*Exercise instructions:* For this exercise, reproduce the entries below exactly, but only from the line containing "Detect bright blue" through the line containing "Detect dark leather", both included.

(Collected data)
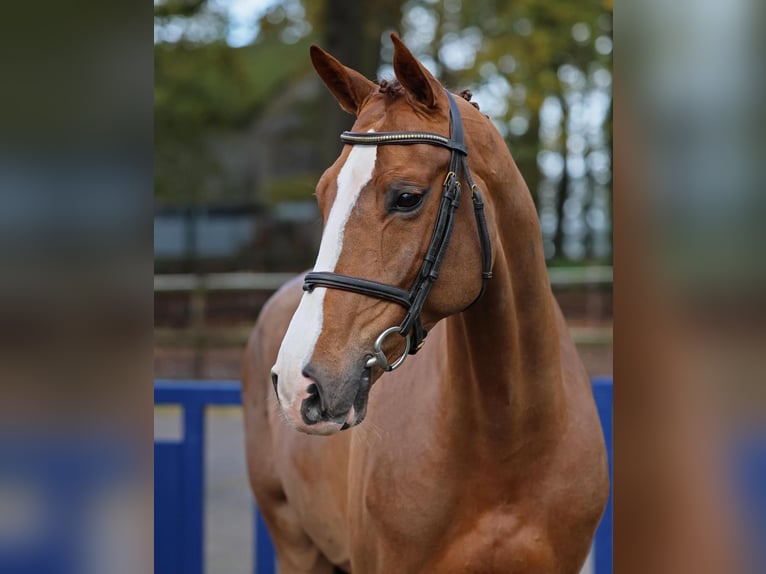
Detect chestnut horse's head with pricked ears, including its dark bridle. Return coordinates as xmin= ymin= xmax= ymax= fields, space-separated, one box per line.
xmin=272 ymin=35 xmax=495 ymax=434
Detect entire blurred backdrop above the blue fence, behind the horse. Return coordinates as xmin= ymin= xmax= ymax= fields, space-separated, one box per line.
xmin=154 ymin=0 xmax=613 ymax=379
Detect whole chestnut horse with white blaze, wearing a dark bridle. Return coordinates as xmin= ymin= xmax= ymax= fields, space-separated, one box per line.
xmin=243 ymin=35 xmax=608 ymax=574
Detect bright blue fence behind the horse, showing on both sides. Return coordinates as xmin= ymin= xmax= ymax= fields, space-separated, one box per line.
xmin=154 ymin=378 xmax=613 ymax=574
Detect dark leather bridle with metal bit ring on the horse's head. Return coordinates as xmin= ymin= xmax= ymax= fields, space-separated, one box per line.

--

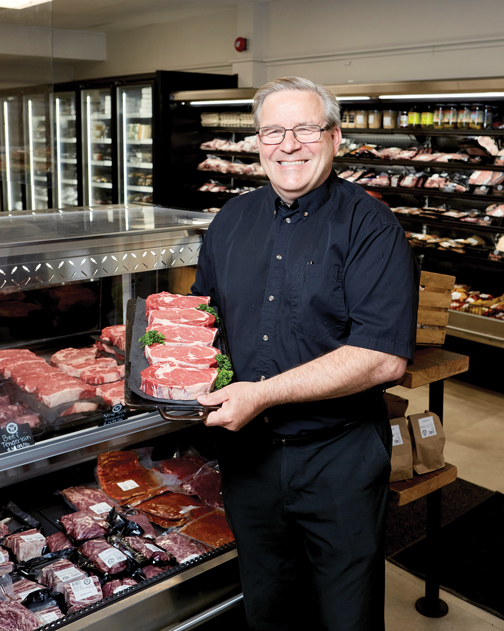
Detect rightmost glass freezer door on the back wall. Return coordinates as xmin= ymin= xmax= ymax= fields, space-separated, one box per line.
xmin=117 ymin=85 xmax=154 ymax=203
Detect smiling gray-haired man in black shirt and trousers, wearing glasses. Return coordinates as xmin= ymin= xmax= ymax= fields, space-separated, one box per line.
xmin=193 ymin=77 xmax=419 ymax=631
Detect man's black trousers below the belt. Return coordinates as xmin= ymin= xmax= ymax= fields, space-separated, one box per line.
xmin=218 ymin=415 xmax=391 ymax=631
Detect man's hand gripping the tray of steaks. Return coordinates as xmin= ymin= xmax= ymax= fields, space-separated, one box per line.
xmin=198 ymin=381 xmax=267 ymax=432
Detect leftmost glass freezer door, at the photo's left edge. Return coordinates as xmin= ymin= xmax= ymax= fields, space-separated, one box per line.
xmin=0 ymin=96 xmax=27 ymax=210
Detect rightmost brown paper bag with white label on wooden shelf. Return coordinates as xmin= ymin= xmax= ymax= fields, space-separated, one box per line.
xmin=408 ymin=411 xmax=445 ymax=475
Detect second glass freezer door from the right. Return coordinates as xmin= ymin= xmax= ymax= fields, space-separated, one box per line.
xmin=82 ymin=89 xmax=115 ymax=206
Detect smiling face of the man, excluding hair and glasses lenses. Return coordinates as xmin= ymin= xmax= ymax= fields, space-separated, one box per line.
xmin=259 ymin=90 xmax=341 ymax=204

*Task output:*
Detect bright blue fence behind the horse, showing on both sides. Return coordinates as xmin= ymin= xmax= ymax= fields, space-separated, one box per line.
xmin=154 ymin=378 xmax=613 ymax=574
Detect dark leather bridle with metal bit ring on the horse's head. Return coordinates as xmin= ymin= xmax= ymax= fields, space-separated, one box per line.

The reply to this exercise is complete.